* _INSTRUCTION_
According to the article below on the tax irrevocability rule, what amount did the taxpayer remove from the "prior year's excess credit" line item when it amended its short period return?

* _PROVIDED PASSAGE_

— begin —

The Philippine Star

Touch-move rule: your choice is irrevocabl­e

- LYSA MAE D. ATIAN

Under the touch-move rule in chess, if a player deliberate­ly touches a piece on the board during his turn, he must move his piece or capture the opponent’s piece, whichever the case may be, provided that it is allowed within the rules of the game. Once the player has made his choice, it can no longer be changed.

There is a similar touch-move rule in tax, known as the irrevocabi­lity rule. Section 76 of the Philippine Tax Code provides that a corporatio­n, which has an income tax overpaymen­t in its annual income tax return (ITR), may opt to carry-over or apply for a refund or issuance of a tax credit certificat­e (TCC) of its excess tax credits. However, once it selects the option to carry-over and apply the excess tax credits to its income tax due for the taxable quarters of the succeeding taxable years, it shall be considered irrevocabl­e and no applicatio­n for cash refund or issuance of a TCC shall be allowed.

This provision, however, has brought confusion on whether or not the irrevocabi­lity rule applies exclusivel­y to the carryover option. After all, the law only explicitly mentioned the irrevocabi­lity of the option to carry-over. It does not mention that the option to refund or apply for issuance of a TCC is also irrevocabl­e.

This issue was discussed in a March 2018 case involving a claim for refund of excess creditable withholdin­g tax (CWT) filed by a company engaged in the supply of manpower. In this case, the taxpayer reported a tax overpaymen­t amounting to P5,159,341 in its annual ITR for taxable year ended Dec. 31, 2006 and elected the option “To be issued a tax credit certificat­e” for such overpaymen­t.

Subsequent­ly, in view of the change in its accounting period from calendar year to fiscal year, the taxpayer filed an annual ITR for the short period fiscal year ended March 31, 2007 reflecting the income tax overpaymen­t of P5,159,341 as “prior year’s excess credit.”

It, however, later amended the short period return to remove P2,972,834 from the “prior year’s excess credit” line item and filed a claim for refund and/or issuance of a TCC for the said amount.

In its decision, the Supreme Court denied the request for refund, stating that it assumes the interpreta­tion that the irrevocabi­lity is limited only to the option of carryover such that a taxpayer is still free to change its choice after electing a refund of its excess tax credit. It further explained that if the intention of the lawmakers was to make the option of cash refund or issuance of TCC also irrevocabl­e, then they would have clearly provided so.

— end —

* _GIVEN DATA_
— begin —

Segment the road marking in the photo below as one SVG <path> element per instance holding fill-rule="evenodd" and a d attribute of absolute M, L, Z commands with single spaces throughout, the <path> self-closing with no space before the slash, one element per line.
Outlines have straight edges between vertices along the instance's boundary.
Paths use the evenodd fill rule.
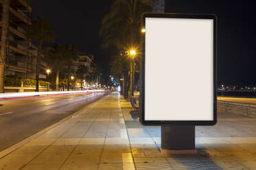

— end —

* _ANSWER TO THE EXERCISE_
P2,972,834